## [Records for this task]
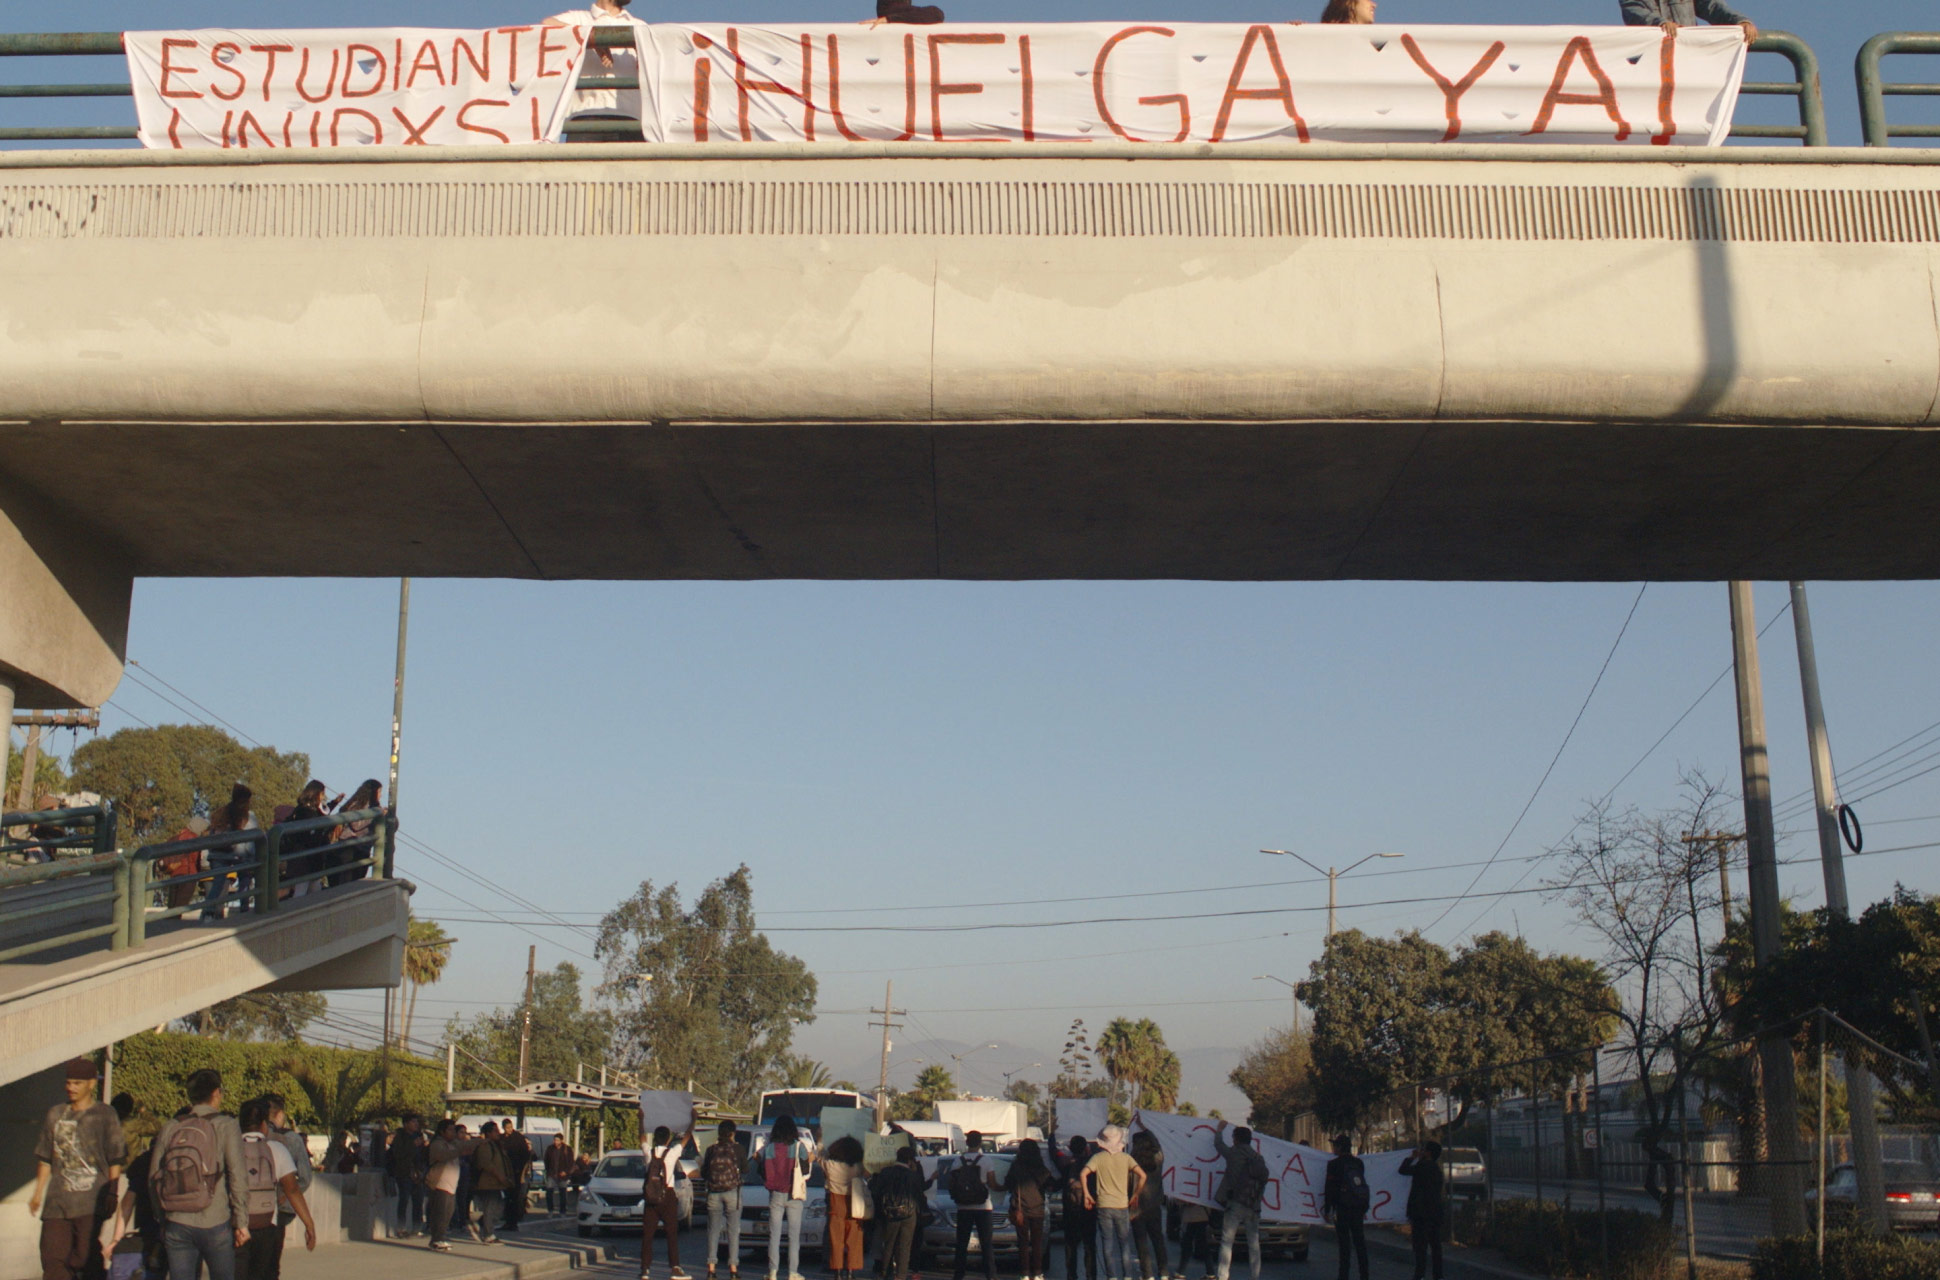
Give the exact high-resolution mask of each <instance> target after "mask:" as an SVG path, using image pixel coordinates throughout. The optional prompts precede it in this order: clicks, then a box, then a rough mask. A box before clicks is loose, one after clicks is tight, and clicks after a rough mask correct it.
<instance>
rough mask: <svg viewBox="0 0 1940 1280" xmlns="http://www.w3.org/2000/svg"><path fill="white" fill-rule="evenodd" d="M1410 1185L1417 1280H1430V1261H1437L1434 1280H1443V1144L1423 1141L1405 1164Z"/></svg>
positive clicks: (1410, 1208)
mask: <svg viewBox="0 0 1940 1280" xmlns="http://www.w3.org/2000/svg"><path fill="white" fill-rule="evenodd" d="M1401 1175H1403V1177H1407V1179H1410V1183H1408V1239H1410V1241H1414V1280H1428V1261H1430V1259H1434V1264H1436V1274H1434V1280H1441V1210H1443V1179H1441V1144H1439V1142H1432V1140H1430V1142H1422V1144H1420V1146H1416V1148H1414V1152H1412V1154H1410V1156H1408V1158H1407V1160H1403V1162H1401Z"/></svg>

## [What this task involves]
Write down all the entries exactly, but not the pictures they hold.

## [Your response]
Give the exact high-resolution mask of each <instance> target after "mask:" as an SVG path, using image pixel coordinates throughout. The optional prompts precede it in this order: clicks, then a box, then a rough mask. A box before clicks is loose, one after clicks is tight, and clicks after a rough mask correct it.
<instance>
rough mask: <svg viewBox="0 0 1940 1280" xmlns="http://www.w3.org/2000/svg"><path fill="white" fill-rule="evenodd" d="M1410 1185L1417 1280H1430V1261H1437L1434 1280H1443V1144L1423 1141L1405 1164Z"/></svg>
positive clicks: (1410, 1208)
mask: <svg viewBox="0 0 1940 1280" xmlns="http://www.w3.org/2000/svg"><path fill="white" fill-rule="evenodd" d="M1401 1175H1403V1177H1407V1179H1410V1183H1408V1239H1410V1241H1414V1280H1428V1261H1430V1259H1434V1264H1436V1274H1434V1280H1441V1210H1443V1179H1441V1144H1439V1142H1432V1140H1430V1142H1422V1144H1420V1146H1416V1148H1414V1152H1412V1154H1410V1156H1408V1158H1407V1160H1403V1162H1401Z"/></svg>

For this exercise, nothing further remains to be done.